:: 課題内容 ::
提示文のうち「あのいやーな羽音とともに忍び寄る吸血鬼。」で始まり「電気をつけると もう吸血鬼は闇の中に逃げ込んでいる。」で終わる部分を、「吸血鬼」を「蚊」に置き換えて書き直してください。

:: 提示文 ::
··········
マラリア

寝苦しい夏の夜。
あのいやーな羽音とともに忍び寄る吸血鬼。
老若男女美醜を問わずその鮮血をすする。
ぅぅぅぅぅぅぅぅぅぅぅぅ〜〜〜ん。
闇の中顔をピシャリ!
痛て!
自分のほっぺを叩いただけだった。
そしてまたまどろむ。
ぅぅぅぅぅぅぅぅぅぅぅぅ〜〜〜ん。
ピシャリ!
痛て!
そういうのが2‐3回続き完全に目が覚め、
電気をつけると もう吸血鬼は闇の中に逃げ込んでいる。
あきらめてまた寝床につくと また・・・吸血鬼が・・・。
あーンもう!
地球温暖化が進むと今まで無縁だった熱帯性の伝染病が日本にまでやってくるのだそうだ。
マラリアもその一つである。
事実ヨーロッパのある国の空港周辺では マラリア患者が発生しているそうだ。
飛行機にまぎれて運ばれたマラリア蚊がそのまま 生き残ってしまっている、と新聞に書いてあった。

マラリアでは恐ろしい思い出がある。
··········
:: 提供データ ::
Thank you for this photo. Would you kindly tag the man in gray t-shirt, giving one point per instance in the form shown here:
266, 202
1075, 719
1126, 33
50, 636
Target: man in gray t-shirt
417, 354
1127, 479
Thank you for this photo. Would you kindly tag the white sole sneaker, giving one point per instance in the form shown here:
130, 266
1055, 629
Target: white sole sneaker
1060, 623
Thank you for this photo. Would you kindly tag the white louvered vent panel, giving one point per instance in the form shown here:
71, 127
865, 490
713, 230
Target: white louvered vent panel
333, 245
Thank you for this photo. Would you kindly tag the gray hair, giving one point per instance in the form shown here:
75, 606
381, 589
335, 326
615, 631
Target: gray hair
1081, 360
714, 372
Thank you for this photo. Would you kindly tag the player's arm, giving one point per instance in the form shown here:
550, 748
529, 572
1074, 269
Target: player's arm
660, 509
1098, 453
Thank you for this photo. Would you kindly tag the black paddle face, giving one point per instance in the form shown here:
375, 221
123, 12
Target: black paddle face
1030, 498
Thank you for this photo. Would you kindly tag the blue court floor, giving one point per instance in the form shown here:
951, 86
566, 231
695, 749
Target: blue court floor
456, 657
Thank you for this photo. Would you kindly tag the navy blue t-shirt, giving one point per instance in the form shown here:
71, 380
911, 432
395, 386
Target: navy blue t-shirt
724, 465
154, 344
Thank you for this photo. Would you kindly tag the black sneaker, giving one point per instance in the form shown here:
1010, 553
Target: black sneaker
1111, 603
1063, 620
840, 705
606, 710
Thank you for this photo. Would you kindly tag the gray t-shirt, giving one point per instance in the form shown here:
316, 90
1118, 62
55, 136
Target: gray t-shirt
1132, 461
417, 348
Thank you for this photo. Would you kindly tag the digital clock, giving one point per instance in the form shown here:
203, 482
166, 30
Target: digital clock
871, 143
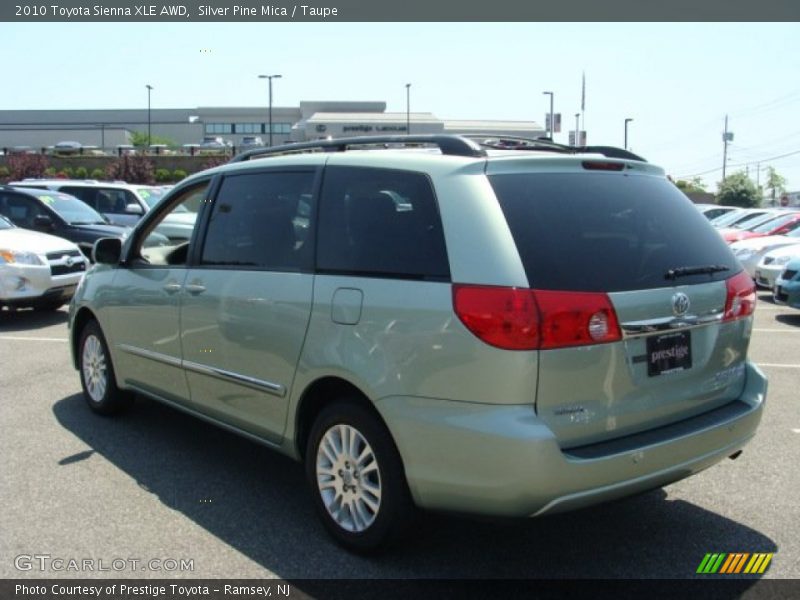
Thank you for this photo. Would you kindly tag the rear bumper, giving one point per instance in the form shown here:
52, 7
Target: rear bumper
502, 460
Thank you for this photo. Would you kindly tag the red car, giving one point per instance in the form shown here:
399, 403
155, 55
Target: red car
780, 225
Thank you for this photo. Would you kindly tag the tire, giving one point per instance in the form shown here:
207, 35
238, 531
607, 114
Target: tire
97, 373
365, 505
··········
:: 解答例 ::
あのいやーな羽音とともに忍び寄る蚊。
老若男女美醜を問わずその鮮血をすする。
ぅぅぅぅぅぅぅぅぅぅぅぅ〜〜〜ん。
闇の中顔をピシャリ!
痛て!
自分のほっぺを叩いただけだった。
そしてまたまどろむ。
ぅぅぅぅぅぅぅぅぅぅぅぅ〜〜〜ん。
ピシャリ!
痛て!
そういうのが2‐3回続き完全に目が覚め、
電気をつけると もう蚊は闇の中に逃げ込んでいる。